▸ Extrait du document:
--
Une fois de plus depuis deux ans, un jeu vidéo indépendant débarque avec des mécaniques et des puzzles basés sur la gestion des ombres et des lumières. Mais dans Tandem : A Tale of Shadows, du studio français Monochrome Paris, il y a un petit twist, puisque cette fois-ci on y contrôle à la fois une petite fille en vue de dessus et un ours en peluche en vue latérale. Est-ce assez pour faire la différence ?
Allez, tuons le suspense tout de suite : non. Parce que d’une part, Tandem : A Tale of Shadows arrive un peu tard dans un marché saturé de puzzles platformers bien fichus et efficaces où il devient impossible ou presque de se faire une place. D’autre part parce qu’il semble que le studio à l’origine du jeu soit plus calé en création d’univers 3D et en réalisation de scènes cinématiques qu’en équilibrage du game design. Pendant environ quatre à six heures, vous allez donc voir sous vos yeux une expérience prometteuse et ambitieuse se déliter petit à petit en une soupe assez générique, insipide et mal optimisée. Une expérience hélas significative de nombre de jeux indés de 2021, animés de bonnes intentions mais sortant dans des états qui donnent l’impression d’un manque de finition frustrant.
Tandem, parfois ça brille comme un diadème
Le célèbre magicien Thomas Kane a disparu ! Dans un monde victoriano-steampunk inspiré de Jules Verne, Conan Doyle et autres références de bon ton, Emma la petite fille trop curieuse et Fenton l’ours magique mènent l’enquête. Une enquête qui les conduira dans les tréfonds d’un manoir étrange, divisé en cinq pièces toutes plus mystérieuses les unes que les autres, sauf si vous avez déjà vu un film de commande de Disney par Tim Burton, dont le jeu est quasiment une sorte de fanfiction.
--
▸ Données extraites:
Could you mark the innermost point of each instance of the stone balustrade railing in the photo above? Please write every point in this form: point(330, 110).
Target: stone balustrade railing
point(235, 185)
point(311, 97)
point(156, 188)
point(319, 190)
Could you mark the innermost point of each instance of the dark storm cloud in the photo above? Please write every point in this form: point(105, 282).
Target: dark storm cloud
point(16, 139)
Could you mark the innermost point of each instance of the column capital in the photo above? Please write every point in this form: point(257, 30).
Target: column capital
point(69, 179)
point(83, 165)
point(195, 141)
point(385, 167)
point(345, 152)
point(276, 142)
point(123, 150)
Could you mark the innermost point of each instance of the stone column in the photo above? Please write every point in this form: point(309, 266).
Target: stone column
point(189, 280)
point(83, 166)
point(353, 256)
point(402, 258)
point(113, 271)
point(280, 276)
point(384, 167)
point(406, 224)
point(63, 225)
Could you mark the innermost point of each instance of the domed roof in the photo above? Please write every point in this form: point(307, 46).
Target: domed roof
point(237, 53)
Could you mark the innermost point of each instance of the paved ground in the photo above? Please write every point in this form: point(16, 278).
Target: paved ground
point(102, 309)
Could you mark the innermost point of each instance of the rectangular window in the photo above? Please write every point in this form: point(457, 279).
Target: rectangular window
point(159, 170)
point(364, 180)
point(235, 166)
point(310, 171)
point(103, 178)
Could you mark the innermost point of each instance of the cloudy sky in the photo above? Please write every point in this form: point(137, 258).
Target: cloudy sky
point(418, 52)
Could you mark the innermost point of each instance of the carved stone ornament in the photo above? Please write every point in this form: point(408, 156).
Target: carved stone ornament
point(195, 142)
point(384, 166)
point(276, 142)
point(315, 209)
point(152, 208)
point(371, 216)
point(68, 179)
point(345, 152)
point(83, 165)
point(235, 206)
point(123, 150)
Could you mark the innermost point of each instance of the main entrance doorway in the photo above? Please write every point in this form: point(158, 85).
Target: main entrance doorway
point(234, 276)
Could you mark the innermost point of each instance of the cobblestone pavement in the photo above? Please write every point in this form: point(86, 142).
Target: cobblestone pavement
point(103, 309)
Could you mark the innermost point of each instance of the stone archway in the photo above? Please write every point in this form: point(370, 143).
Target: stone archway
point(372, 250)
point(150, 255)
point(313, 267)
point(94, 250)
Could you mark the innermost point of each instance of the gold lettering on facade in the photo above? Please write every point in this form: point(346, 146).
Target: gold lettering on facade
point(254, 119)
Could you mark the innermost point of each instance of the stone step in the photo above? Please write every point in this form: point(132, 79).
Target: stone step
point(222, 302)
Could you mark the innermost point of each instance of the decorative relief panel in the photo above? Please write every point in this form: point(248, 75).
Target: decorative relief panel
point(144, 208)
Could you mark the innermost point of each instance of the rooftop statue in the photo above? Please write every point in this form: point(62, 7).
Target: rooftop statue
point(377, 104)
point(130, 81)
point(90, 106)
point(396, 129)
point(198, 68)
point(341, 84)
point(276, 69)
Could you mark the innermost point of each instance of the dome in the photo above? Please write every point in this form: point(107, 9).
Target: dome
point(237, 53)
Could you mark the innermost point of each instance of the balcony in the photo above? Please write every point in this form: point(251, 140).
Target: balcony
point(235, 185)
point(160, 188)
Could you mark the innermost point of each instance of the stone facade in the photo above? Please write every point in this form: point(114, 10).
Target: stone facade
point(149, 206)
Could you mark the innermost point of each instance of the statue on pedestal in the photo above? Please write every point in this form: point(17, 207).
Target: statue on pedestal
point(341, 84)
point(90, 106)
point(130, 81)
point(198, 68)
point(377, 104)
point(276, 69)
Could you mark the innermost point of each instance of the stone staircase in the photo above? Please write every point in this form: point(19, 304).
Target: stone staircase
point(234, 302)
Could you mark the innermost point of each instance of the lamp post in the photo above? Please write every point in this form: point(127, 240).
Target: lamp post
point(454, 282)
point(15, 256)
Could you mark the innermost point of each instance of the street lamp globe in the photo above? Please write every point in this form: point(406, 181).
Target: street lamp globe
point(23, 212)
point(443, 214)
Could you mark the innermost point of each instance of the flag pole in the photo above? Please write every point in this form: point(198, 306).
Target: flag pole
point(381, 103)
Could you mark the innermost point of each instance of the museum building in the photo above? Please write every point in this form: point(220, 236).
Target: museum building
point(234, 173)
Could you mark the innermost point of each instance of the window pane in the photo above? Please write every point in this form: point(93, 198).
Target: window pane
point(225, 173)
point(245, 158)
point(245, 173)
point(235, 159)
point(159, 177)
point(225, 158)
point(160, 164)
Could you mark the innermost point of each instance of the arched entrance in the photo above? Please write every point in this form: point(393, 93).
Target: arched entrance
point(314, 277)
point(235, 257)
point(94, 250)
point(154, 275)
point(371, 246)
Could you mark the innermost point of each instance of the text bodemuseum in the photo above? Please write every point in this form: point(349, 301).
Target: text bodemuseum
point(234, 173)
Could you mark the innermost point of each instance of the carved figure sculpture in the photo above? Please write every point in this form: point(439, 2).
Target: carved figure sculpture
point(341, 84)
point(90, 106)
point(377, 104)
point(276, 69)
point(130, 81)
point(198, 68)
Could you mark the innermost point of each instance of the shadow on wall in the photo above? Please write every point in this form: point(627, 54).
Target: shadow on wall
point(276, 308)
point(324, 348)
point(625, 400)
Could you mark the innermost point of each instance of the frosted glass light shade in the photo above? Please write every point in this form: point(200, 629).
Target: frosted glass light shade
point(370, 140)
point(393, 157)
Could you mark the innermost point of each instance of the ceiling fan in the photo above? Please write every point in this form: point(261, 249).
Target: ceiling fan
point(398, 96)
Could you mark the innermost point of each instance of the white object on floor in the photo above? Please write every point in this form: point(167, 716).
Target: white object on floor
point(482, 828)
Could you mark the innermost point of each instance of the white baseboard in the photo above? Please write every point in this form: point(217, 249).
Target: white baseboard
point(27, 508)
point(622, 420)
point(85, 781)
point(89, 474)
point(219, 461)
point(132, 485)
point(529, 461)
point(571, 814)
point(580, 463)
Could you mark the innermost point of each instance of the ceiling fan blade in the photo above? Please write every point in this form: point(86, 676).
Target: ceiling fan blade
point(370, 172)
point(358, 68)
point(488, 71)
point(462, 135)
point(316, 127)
--
▸ Travail à faire:
Extrayez la critique de Tandem : A Tale of Shadows dans son intégralité, sans rien y changer.

▸ Réponse complète:
Une fois de plus depuis deux ans, un jeu vidéo indépendant débarque avec des mécaniques et des puzzles basés sur la gestion des ombres et des lumières. Mais dans Tandem : A Tale of Shadows, du studio français Monochrome Paris, il y a un petit twist, puisque cette fois-ci on y contrôle à la fois une petite fille en vue de dessus et un ours en peluche en vue latérale. Est-ce assez pour faire la différence ?
Allez, tuons le suspense tout de suite : non. Parce que d’une part, Tandem : A Tale of Shadows arrive un peu tard dans un marché saturé de puzzles platformers bien fichus et efficaces où il devient impossible ou presque de se faire une place. D’autre part parce qu’il semble que le studio à l’origine du jeu soit plus calé en création d’univers 3D et en réalisation de scènes cinématiques qu’en équilibrage du game design. Pendant environ quatre à six heures, vous allez donc voir sous vos yeux une expérience prometteuse et ambitieuse se déliter petit à petit en une soupe assez générique, insipide et mal optimisée. Une expérience hélas significative de nombre de jeux indés de 2021, animés de bonnes intentions mais sortant dans des états qui donnent l’impression d’un manque de finition frustrant.
Tandem, parfois ça brille comme un diadème
Le célèbre magicien Thomas Kane a disparu ! Dans un monde victoriano-steampunk inspiré de Jules Verne, Conan Doyle et autres références de bon ton, Emma la petite fille trop curieuse et Fenton l’ours magique mènent l’enquête. Une enquête qui les conduira dans les tréfonds d’un manoir étrange, divisé en cinq pièces toutes plus mystérieuses les unes que les autres, sauf si vous avez déjà vu un film de commande de Disney par Tim Burton, dont le jeu est quasiment une sorte de fanfiction.